## SHORT PROBLEM
Repeat the listing below word for word, but leave out the pictures.

## RECORD LIST
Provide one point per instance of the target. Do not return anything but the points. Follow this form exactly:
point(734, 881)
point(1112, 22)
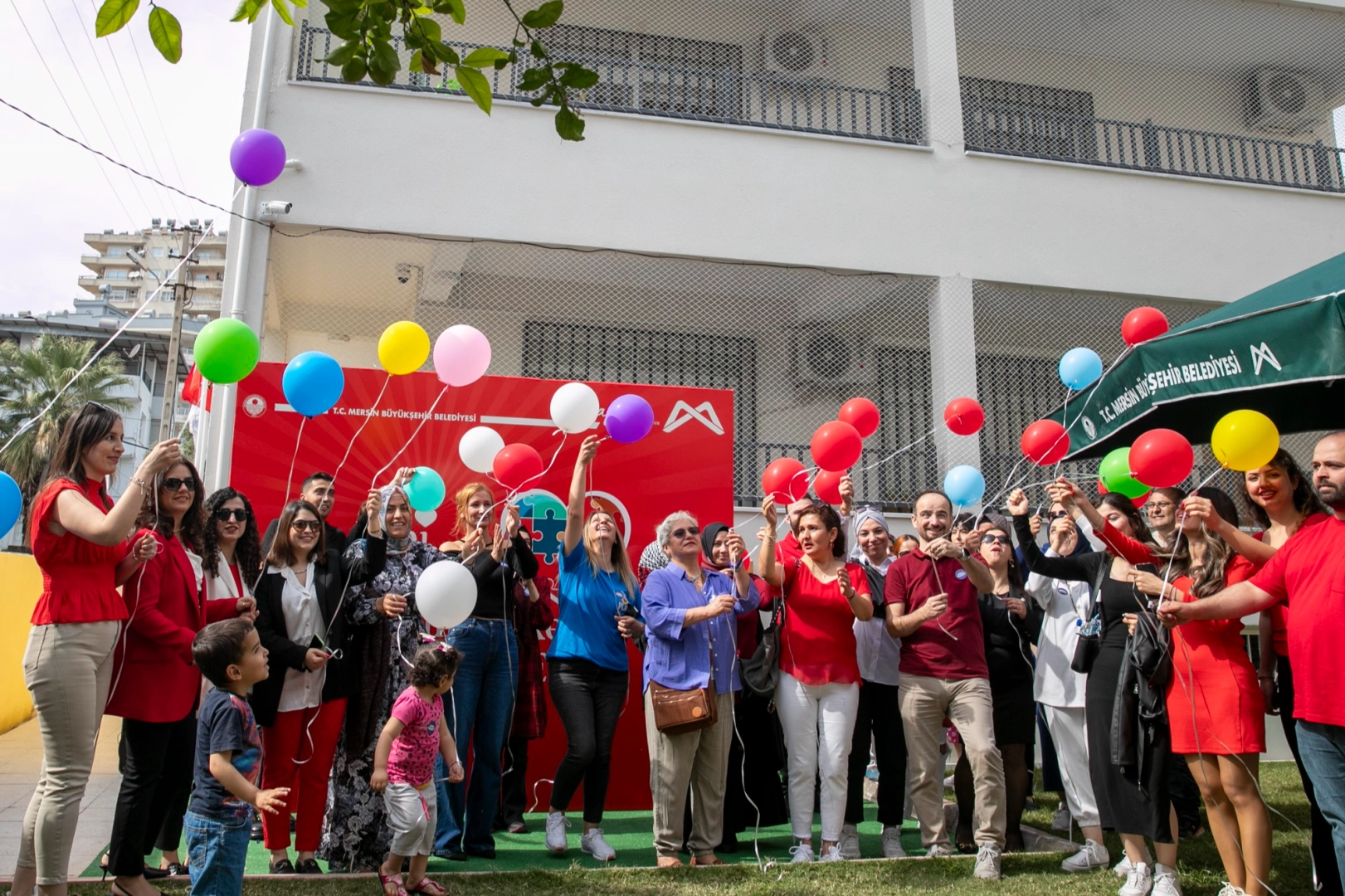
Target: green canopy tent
point(1279, 350)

## ANSWER TO THIS TASK
Provide one point per instance of the target. Do not return anything but the points. Follow this form exactly:
point(734, 881)
point(1112, 22)
Target: green canopy tent
point(1279, 350)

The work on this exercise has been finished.